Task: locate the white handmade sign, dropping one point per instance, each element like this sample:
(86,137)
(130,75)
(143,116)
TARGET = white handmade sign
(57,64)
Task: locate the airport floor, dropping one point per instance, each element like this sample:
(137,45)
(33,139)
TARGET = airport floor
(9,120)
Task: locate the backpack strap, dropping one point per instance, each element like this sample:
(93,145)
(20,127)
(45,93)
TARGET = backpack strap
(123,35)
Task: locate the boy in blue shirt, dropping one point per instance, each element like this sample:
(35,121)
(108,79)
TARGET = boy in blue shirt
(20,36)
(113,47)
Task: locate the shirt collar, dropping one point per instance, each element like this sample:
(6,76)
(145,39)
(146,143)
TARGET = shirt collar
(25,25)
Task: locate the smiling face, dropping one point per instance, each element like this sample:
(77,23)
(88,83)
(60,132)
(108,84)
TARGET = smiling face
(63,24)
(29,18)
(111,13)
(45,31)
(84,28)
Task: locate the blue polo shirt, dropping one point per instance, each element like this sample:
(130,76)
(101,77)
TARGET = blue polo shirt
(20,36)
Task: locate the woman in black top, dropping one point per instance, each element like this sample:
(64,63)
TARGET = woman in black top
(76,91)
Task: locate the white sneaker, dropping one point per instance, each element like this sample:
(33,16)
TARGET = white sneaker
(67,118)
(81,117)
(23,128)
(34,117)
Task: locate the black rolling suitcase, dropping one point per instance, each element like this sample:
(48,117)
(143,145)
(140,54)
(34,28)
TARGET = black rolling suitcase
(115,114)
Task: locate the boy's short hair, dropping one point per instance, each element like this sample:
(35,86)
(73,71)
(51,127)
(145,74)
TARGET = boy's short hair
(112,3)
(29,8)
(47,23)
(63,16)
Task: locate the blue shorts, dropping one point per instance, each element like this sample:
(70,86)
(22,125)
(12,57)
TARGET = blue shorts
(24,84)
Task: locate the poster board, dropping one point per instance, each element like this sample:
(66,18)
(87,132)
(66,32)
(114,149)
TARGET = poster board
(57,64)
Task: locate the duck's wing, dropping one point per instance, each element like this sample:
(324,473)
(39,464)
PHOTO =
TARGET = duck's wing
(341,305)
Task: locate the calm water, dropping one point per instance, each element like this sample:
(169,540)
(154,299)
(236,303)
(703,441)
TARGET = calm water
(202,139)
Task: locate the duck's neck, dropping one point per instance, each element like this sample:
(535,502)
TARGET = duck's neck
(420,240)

————————

• _EXERCISE_
What is needed is an exact repetition of all the entries above.

• _TASK ANSWER_
Task: locate the white handmade sign, dropping one point per instance, each element like this sample:
(86,137)
(130,75)
(143,116)
TARGET = white handmade sign
(57,64)
Task: locate the airport floor, dropping one point per instance, each element like this sample:
(137,45)
(33,139)
TARGET = airport floor
(9,120)
Task: locate the backpack strap, dropping one point per instance, each element like this sample:
(93,145)
(20,127)
(45,93)
TARGET = backpack strap
(123,35)
Task: locate the boy in blue shirt, dropping one point per instance, each element like this sample:
(35,121)
(108,79)
TARGET = boy in blue shirt
(20,36)
(113,47)
Task: locate the shirt collar, dropping one point per instance, each element like this sample:
(6,76)
(145,39)
(146,143)
TARGET = shirt collar
(25,25)
Task: locate the smiling face, dropping one point per instance, each element like this sample:
(77,23)
(88,83)
(60,132)
(108,84)
TARGET = smiling face
(63,24)
(29,18)
(111,13)
(45,31)
(84,28)
Task: locate the blue polo shirt, dropping one point per instance, each element like this sample:
(130,76)
(101,77)
TARGET = blue polo shirt
(20,36)
Task: locate the woman in black top, dropping one point per instance, each element like this sample:
(64,63)
TARGET = woman in black top
(76,91)
Task: locate the white sneaker, dropping one point per instance, each element like this sample:
(33,16)
TARGET = white sneaker
(67,118)
(81,117)
(23,128)
(34,117)
Task: locate the black rolling suitcase, dropping one point per instance, each element like this sample:
(48,117)
(143,145)
(140,54)
(34,28)
TARGET = black rolling suitcase
(115,114)
Task: locate the boy's short hair, dropping one point per instance, each element like this sample:
(35,86)
(73,71)
(51,127)
(145,74)
TARGET = boy's short hair
(112,3)
(29,8)
(47,23)
(63,16)
Task: locate the blue shorts, dropping one point per instance, each element like this sample:
(70,86)
(22,125)
(12,57)
TARGET = blue shorts
(24,84)
Task: locate the poster board, dropping one point per instance, each element like this sample:
(66,18)
(87,132)
(66,32)
(114,149)
TARGET = poster board
(57,64)
Task: locate the duck's wing, dropping one point per instance, each element like this sample:
(324,473)
(39,464)
PHOTO =
TARGET = duck's wing
(341,305)
Task: locate the calm water, dropping one point per instance, each element like this sample:
(169,540)
(154,299)
(236,303)
(703,441)
TARGET = calm water
(202,139)
Task: locate the duck's neck, dropping one point per instance, each element like this sample:
(535,502)
TARGET = duck's neck
(420,240)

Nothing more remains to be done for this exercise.